EXERCISE TASKS
a: Answer these from the interview with Peter Harden about restaurants, one line per answer, marked to match:
(i) Which guide does Peter Harden co-edit?
(ii) According to the interview, what do dirty loos reveal about a restaurant?
(iii) In which area of London is Andrew Edmunds?
b: From the interview with Peter Harden about restaurants, return the part that opens with the words containing "So what tips" and closes with "a quality issue.", copied without changes.
c: Extend the interview with Peter Harden about restaurants past its last sentence, in the same question-and-answer form.

PAGE
__________________________________________________

So what tips to they have about the state of the nation's restaurants? Here, the editors of the country's best known food guides describe what do's and don'ts are of assessing eateries.

Peter Harden, co-editor of 'Harden's UK restaurants'

What makes a good restaurant?

You are always looking at whether the restaurant succeeds on its own terms. And it is not all about the food, if it was, people would just stay at home and order in. Normally, it's a social experience, it's about setting up the right vibes. Humans like to feel relaxed.

What are the warning signs you should look out for?

Has anybody caught your eye and made you feel welcome? Are they fussed about you being there? If no, why would you want to give them your money? Also, if you go to the loos and they are dirty, it is a dead giveaway that there is a quality issue.

How do British restaurants shape up?

After years of worrying about what goes into supermarket ready-meals, people are at last waking up to the issue of what goes into restaurant and catering food Too often a so-called gastronomic feast is incredibly unhealthy in terms of calorie, fat, salt and sugar content; and consuming one too often leaves the diner feeling rubbish a few hours later. This issue is currently emerging into the spotlight and high time it is, too.

How should you complain if you aren't satisfied?

If you complain, the important thing is not to bottle it up so that you eventually snap. A good thing to remember is that even in good restaurants, bad things can happen. Talk to the manager, present the case and ask if they can achieve what you want.

What is your favourite restaurant?

I like a little restaurant in Soho called Andrew Edmunds, because the date I took there married me . It is an archetypal romantic choice. It certainly worked for me. It is lovely there, a converted Georgian townhouse renowned for its wine list and romantic dining possibilities. And what good value it is. My wife appreciates a man who doesn't just throw money at a situation.

__________________________________________________

DATA ENTRIES
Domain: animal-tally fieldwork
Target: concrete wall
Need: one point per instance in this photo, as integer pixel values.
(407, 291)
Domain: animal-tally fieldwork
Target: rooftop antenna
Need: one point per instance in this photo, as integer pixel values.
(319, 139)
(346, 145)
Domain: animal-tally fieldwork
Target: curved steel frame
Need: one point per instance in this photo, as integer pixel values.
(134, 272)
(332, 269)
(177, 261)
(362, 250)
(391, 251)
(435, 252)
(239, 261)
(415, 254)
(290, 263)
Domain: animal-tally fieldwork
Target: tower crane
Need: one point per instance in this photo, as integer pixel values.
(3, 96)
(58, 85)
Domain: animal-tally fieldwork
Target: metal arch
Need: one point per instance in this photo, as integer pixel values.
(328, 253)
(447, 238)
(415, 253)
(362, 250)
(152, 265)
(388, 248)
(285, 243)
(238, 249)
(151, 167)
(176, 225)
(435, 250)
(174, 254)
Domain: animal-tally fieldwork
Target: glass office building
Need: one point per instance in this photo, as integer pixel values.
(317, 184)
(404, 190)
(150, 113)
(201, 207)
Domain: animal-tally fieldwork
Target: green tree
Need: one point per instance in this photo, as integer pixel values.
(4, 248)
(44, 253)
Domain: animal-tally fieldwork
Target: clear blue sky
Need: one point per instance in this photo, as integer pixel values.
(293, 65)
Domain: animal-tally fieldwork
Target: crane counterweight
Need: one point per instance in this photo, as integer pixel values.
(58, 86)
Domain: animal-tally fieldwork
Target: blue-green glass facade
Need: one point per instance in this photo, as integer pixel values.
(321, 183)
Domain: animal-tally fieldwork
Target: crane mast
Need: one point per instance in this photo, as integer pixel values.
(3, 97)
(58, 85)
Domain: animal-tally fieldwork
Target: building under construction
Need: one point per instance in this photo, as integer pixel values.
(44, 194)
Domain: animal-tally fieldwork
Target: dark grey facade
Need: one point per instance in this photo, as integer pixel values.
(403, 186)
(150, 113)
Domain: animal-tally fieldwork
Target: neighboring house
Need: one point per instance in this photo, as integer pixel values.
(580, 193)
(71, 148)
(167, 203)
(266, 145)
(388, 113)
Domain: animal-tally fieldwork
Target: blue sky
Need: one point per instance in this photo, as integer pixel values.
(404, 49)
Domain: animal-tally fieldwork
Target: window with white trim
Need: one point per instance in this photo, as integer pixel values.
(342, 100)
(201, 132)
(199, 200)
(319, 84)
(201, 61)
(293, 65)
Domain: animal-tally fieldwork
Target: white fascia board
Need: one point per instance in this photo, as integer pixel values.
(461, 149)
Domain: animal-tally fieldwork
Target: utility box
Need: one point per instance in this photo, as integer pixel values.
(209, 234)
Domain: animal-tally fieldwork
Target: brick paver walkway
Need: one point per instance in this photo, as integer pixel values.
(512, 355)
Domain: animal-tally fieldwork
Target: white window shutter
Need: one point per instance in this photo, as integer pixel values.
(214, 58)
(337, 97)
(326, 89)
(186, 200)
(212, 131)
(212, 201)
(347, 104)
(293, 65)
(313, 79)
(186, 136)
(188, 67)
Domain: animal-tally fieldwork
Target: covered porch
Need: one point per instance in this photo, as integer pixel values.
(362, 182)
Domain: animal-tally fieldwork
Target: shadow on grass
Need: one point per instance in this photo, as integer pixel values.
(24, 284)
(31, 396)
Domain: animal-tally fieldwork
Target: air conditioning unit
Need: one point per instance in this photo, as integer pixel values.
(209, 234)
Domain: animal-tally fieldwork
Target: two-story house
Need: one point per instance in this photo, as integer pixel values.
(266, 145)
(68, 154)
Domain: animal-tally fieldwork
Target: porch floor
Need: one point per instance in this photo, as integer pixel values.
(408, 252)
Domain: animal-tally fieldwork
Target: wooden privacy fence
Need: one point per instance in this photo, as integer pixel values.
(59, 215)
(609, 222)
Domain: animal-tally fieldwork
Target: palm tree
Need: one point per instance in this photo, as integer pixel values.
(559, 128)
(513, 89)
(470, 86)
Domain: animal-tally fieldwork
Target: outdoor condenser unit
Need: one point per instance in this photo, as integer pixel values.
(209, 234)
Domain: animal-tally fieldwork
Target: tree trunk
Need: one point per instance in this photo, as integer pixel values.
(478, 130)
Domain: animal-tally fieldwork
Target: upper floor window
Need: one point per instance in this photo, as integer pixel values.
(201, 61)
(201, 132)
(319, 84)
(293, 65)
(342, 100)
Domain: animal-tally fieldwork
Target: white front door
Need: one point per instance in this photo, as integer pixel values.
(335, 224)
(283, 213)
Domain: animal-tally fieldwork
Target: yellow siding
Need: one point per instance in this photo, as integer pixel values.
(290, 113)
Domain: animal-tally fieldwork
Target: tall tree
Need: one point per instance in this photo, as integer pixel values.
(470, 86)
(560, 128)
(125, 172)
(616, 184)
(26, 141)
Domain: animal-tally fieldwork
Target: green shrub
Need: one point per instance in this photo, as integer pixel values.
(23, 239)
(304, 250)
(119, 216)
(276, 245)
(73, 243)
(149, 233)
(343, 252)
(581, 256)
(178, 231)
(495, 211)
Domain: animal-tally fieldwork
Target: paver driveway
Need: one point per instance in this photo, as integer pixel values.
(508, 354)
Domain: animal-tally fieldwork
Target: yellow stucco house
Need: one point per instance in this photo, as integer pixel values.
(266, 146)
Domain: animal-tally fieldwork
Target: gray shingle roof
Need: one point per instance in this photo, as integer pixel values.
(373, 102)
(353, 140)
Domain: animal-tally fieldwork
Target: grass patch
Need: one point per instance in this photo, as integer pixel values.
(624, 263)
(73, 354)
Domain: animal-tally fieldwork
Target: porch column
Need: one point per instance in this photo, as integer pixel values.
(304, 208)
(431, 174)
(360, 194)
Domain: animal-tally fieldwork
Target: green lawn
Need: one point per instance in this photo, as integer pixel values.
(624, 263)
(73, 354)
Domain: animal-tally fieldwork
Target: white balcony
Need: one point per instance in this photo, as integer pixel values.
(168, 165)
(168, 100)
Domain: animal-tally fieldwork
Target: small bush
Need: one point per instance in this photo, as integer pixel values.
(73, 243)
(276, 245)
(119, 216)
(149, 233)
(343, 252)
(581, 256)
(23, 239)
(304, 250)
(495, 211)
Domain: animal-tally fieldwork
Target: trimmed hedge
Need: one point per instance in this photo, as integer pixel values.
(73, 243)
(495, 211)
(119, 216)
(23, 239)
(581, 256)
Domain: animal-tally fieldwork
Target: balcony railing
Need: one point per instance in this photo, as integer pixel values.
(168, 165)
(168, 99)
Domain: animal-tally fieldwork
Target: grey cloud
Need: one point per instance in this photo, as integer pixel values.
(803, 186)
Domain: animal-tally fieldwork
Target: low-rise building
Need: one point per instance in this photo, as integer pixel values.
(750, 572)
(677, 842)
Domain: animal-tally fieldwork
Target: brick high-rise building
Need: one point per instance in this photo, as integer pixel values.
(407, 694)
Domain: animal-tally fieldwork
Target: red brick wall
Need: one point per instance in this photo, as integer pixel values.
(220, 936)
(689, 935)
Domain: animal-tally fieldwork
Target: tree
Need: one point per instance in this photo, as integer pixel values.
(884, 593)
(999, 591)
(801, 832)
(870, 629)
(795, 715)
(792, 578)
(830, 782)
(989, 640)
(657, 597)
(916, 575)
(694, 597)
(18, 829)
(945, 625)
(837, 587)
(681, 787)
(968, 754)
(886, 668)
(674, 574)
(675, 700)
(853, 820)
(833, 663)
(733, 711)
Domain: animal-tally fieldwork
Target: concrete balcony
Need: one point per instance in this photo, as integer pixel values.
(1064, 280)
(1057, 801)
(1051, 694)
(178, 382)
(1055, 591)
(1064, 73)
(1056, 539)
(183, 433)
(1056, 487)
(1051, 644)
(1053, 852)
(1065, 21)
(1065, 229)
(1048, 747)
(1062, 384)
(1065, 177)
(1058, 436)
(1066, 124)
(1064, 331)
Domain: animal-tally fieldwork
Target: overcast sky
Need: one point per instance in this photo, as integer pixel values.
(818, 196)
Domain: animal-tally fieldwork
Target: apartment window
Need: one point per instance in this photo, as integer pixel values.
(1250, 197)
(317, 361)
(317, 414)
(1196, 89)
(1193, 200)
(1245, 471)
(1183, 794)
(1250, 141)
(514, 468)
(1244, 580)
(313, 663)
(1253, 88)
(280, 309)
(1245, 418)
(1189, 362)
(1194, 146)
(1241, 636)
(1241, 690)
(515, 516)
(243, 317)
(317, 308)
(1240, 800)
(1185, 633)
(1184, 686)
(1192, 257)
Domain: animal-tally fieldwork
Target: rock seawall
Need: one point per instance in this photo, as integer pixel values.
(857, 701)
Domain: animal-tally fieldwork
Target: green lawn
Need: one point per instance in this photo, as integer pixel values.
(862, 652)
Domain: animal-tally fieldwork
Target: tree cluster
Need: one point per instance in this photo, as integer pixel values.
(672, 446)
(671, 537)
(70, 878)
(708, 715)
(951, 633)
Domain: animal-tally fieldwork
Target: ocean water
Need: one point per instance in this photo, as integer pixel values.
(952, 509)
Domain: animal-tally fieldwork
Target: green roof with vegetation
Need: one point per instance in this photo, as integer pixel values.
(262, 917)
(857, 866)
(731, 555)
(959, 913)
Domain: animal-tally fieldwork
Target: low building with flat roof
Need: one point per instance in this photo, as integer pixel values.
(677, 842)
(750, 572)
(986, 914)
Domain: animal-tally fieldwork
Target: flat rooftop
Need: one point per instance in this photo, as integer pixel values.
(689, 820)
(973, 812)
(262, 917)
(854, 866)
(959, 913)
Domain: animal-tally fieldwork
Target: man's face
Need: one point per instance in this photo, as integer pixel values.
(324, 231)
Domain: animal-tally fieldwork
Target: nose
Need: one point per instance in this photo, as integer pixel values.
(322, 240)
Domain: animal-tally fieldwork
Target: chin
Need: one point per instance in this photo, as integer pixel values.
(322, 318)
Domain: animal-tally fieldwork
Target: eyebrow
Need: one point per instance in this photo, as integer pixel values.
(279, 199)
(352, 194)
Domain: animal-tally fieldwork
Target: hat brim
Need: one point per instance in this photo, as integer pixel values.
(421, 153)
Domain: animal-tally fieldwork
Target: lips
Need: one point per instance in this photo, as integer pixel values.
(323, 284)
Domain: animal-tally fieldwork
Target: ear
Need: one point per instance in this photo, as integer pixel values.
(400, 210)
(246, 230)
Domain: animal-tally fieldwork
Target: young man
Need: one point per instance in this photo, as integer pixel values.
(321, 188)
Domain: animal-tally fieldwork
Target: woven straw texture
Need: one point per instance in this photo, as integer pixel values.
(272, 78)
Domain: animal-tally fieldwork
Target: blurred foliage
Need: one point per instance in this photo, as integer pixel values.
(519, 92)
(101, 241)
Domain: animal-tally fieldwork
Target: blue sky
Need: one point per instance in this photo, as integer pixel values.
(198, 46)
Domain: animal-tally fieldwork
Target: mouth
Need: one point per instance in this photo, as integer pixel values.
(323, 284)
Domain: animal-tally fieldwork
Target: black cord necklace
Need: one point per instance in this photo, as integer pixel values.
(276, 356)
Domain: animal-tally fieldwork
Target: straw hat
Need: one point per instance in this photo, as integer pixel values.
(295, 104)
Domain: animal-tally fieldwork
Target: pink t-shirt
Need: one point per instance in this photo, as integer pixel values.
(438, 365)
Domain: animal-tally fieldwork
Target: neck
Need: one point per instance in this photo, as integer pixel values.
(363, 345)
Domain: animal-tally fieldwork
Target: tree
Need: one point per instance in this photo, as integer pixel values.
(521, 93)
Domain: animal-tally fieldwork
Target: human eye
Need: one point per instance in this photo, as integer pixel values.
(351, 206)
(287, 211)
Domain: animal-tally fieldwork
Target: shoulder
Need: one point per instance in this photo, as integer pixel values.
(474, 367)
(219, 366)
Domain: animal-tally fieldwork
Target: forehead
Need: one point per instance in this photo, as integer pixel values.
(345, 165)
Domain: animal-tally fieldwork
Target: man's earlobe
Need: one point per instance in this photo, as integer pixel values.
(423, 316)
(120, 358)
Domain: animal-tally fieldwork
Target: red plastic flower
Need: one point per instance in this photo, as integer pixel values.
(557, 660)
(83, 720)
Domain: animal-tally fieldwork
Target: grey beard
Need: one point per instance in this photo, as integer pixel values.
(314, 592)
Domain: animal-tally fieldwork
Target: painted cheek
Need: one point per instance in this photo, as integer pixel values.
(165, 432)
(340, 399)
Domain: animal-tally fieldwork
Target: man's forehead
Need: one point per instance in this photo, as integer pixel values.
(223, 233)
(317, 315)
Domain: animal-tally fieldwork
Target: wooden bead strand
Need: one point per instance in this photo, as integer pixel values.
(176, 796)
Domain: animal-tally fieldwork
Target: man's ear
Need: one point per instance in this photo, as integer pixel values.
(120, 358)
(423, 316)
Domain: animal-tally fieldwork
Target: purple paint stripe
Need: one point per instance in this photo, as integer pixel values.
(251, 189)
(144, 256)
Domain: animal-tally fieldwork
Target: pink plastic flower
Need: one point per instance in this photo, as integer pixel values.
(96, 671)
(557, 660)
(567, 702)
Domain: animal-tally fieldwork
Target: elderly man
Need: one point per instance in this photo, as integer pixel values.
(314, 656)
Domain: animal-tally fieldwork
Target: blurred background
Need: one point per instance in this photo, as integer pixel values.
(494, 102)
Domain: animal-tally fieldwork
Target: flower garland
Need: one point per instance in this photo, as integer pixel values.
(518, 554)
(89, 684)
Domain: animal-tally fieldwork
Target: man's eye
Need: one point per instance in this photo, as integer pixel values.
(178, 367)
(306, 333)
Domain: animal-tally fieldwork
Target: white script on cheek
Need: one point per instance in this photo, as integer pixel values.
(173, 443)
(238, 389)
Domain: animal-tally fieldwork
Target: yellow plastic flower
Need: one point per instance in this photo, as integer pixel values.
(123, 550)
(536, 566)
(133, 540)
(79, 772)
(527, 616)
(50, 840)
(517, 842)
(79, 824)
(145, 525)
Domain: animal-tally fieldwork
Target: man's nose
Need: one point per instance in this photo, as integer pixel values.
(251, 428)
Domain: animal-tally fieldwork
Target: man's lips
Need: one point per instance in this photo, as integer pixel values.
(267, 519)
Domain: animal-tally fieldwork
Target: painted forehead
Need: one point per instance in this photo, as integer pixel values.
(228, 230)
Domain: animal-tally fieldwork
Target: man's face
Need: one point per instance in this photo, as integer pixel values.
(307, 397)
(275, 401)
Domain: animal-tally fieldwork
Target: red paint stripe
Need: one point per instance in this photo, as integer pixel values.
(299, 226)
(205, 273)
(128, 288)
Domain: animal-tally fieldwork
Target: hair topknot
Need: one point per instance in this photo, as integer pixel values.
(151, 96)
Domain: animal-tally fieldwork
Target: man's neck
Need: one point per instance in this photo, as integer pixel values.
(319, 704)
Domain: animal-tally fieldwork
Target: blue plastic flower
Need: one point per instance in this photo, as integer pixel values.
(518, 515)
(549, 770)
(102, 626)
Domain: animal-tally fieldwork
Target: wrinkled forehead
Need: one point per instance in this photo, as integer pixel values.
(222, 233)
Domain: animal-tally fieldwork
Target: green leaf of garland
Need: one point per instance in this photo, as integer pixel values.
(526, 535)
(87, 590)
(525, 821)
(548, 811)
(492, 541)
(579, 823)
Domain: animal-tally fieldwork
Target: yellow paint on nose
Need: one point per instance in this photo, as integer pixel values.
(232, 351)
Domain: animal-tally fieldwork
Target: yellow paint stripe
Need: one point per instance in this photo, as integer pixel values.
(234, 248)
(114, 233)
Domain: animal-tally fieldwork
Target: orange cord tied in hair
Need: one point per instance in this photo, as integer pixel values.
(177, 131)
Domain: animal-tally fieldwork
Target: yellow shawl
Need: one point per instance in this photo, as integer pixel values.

__________________________________________________

THE REPLIES
a:
(i) 'Harden's UK restaurants'
(ii) That there is a quality issue
(iii) Soho

b:
So what tips to they have about the state of the nation's restaurants? Here, the editors of the country's best known food guides describe what do's and don'ts are of assessing eateries.

Peter Harden, co-editor of 'Harden's UK restaurants'

What makes a good restaurant?

You are always looking at whether the restaurant succeeds on its own terms. And it is not all about the food, if it was, people would just stay at home and order in. Normally, it's a social experience, it's about setting up the right vibes. Humans like to feel relaxed.

What are the warning signs you should look out for?

Has anybody caught your eye and made you feel welcome? Are they fussed about you being there? If no, why would you want to give them your money? Also, if you go to the loos and they are dirty, it is a dead giveaway that there is a quality issue.

c:
Egon Ronay, author of 'the Egon Ronay Guide to British eateries'

What makes a good restaurant?

The quality of the food above every other aspect. If the service is not as it should be, that is bad. But it is of secondary importance.

What are the warning signs you should look out for?

The menu is an indication. If the menu is wide, and has a lot of dishes, it makes me feel uneasy because there will not be enough staff to make them properly.

How do British restaurants currently shape up?

In my view, I can't define food on the basis of nationality But it depends on what is on the plate. We can compare the quantity of restaurants, and in that respect, Britain is getting better, although France will still beat it. French wines are also better than British wines.

How should you complain if you aren't satisfied?

You shouldn't. I don't want to be known for throwing my weight around.

What is your favourite restaurant?

I have no favourite restaurants. I used to love the work of Andre Simon, but I always find that the best restaurant can be where you are best known. It is just as difficult to describe what is your favourite place, as to tell what makes your favourite painting. Something that instantly grabs your attention, really. The same applies to food.

Guy Dimond, group food and drink editor, 'Time Out London'

What makes a good restaurant?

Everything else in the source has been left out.